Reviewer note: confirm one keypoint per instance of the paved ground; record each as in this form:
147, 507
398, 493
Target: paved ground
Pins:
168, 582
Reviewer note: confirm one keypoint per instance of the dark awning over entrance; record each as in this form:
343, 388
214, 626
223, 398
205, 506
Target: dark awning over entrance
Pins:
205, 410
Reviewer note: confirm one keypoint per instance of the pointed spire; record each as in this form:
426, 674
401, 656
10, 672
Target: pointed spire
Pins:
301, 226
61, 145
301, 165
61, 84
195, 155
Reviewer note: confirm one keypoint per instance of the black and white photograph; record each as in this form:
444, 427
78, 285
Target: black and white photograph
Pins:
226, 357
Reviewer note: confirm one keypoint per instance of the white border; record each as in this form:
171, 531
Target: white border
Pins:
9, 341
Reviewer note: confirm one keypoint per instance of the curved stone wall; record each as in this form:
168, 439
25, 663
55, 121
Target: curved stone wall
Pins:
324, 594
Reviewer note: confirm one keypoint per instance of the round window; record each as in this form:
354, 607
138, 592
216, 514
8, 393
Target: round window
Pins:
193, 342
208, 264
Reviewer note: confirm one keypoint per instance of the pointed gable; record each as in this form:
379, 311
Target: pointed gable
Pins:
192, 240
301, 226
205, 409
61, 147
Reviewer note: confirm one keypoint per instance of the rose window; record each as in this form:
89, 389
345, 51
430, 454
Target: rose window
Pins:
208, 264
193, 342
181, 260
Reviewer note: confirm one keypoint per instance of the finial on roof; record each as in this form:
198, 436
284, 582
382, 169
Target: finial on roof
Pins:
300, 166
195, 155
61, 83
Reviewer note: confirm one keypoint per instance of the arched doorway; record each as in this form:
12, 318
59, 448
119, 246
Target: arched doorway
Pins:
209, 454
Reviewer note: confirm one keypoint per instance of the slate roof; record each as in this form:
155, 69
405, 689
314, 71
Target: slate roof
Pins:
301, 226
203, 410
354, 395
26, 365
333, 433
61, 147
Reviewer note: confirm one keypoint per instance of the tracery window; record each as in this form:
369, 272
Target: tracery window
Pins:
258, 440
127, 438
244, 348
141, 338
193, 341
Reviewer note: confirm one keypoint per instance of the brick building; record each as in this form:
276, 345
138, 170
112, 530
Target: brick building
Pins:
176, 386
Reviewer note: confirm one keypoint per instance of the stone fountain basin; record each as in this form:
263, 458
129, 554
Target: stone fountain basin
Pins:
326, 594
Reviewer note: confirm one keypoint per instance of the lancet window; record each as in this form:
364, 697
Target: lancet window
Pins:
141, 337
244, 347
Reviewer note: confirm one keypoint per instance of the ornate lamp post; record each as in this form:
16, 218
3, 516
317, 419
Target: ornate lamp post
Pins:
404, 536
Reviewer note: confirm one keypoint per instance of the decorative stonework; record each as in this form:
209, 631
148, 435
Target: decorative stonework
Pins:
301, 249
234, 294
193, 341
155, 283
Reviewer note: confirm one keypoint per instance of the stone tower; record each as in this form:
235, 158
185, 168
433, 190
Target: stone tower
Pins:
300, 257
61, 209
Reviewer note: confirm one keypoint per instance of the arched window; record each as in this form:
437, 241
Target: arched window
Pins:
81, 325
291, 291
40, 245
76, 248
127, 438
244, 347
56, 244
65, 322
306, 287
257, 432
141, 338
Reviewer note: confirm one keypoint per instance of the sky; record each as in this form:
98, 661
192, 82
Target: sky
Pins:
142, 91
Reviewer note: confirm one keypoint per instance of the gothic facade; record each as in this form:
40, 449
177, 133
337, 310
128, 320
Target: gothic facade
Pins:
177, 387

#### PROBLEM STATEMENT:
Reproduce the records in full, exactly as written.

#### EXERCISE SOLUTION:
Reviewer note: confirm one keypoint per instance of the paved ground; record each as in this form:
147, 507
398, 493
Target: paved ground
Pins:
168, 582
Reviewer note: confirm one keypoint per instance of the dark awning over entrance; record each as in this form:
343, 388
214, 626
223, 398
205, 506
Target: dark awning over entrance
Pins:
205, 410
Reviewer note: confirm one keypoint per instance of the pointed spire; record each as in this form:
426, 674
401, 656
10, 672
Target: pointed spire
Pins:
301, 226
61, 145
301, 165
61, 84
195, 155
Reviewer note: confirm one keypoint per instance of the black and white photograph; record each as in this form:
444, 427
78, 285
Target: black and white photograph
Pins:
226, 357
Reviewer note: confirm one keypoint per instance of the white border; record each as in this form:
171, 531
Target: white border
Pins:
9, 341
Reviewer note: confirm one keypoint per instance of the curved stone wall; record each as in this form:
168, 439
25, 663
55, 121
Target: curved stone wall
Pins:
324, 594
Reviewer note: confirm one keypoint per instance of the round window; record each as in this form:
354, 607
138, 592
216, 514
8, 393
Target: round window
Pins:
193, 342
208, 264
Reviewer note: confirm one keypoint per instance of the pointed gable; record each as in this form:
379, 311
Target: pointed gable
Pins:
192, 240
301, 226
205, 409
61, 147
Reviewer note: confirm one keypoint per instance of the rose window; record each as in this form:
89, 389
345, 51
430, 454
Target: rose window
Pins:
208, 264
193, 342
181, 260
Reviewer note: confirm one keypoint per instance of the finial on roof; record each as in this form:
198, 436
284, 582
382, 169
Target: finial on roof
Pins:
300, 166
195, 155
61, 83
Reviewer note: confirm one keypoint per instance of the arched doorway; record each as in this form:
12, 318
59, 448
119, 246
Target: arched doorway
Pins:
209, 454
Reviewer note: confirm one keypoint per instance of the slate roof; record each as in this form:
155, 69
405, 689
314, 71
Target: slate roof
Pins:
301, 226
203, 410
354, 395
26, 365
333, 433
61, 147
Reviewer note: confirm one keypoint per instance of the tracery window; record each as in this form:
369, 272
Target: tracery window
Pins:
258, 440
127, 438
244, 348
141, 338
193, 341
Reviewer note: confirm one keypoint per instance of the brick building; record each as in this form:
276, 345
138, 170
112, 530
Target: brick building
Pins:
176, 386
Reviewer note: confirm one keypoint per instance of the stone fountain basin; record each as in this form:
263, 458
129, 554
Target: stone fountain basin
Pins:
326, 594
Reviewer note: confirm one keypoint per instance of the lancet window; record each as in this form:
364, 697
Target: lancet window
Pins:
141, 337
244, 347
Reviewer note: confirm one keypoint per instance of the ornate lamp post; record each as in this form:
16, 218
3, 516
317, 419
Target: ornate lamp post
Pins:
404, 536
Reviewer note: confirm one keypoint per instance of the decorative stonework; record each as in this form:
209, 631
148, 435
Target: decorative stonework
Pins:
301, 249
234, 294
193, 341
155, 283
Reviewer note: confirm one keypoint per instance of the stone tower; record each as in this form:
235, 158
185, 168
433, 190
Target: stone tower
Pins:
300, 257
61, 209
Reviewer note: confirm one keypoint per instance of the arched window; record each as in this form:
437, 241
Target: arched window
Pins:
81, 325
291, 291
40, 245
76, 248
127, 438
244, 347
56, 244
65, 322
306, 287
257, 432
141, 338
Reviewer note: confirm one keypoint per instance of the sky; record each as in this form:
98, 661
192, 82
Target: sky
Pins:
142, 91
Reviewer note: confirm one keypoint per instance of the gothic facade; record each as in this form:
40, 449
177, 133
337, 310
128, 320
Target: gothic facade
Pins:
177, 387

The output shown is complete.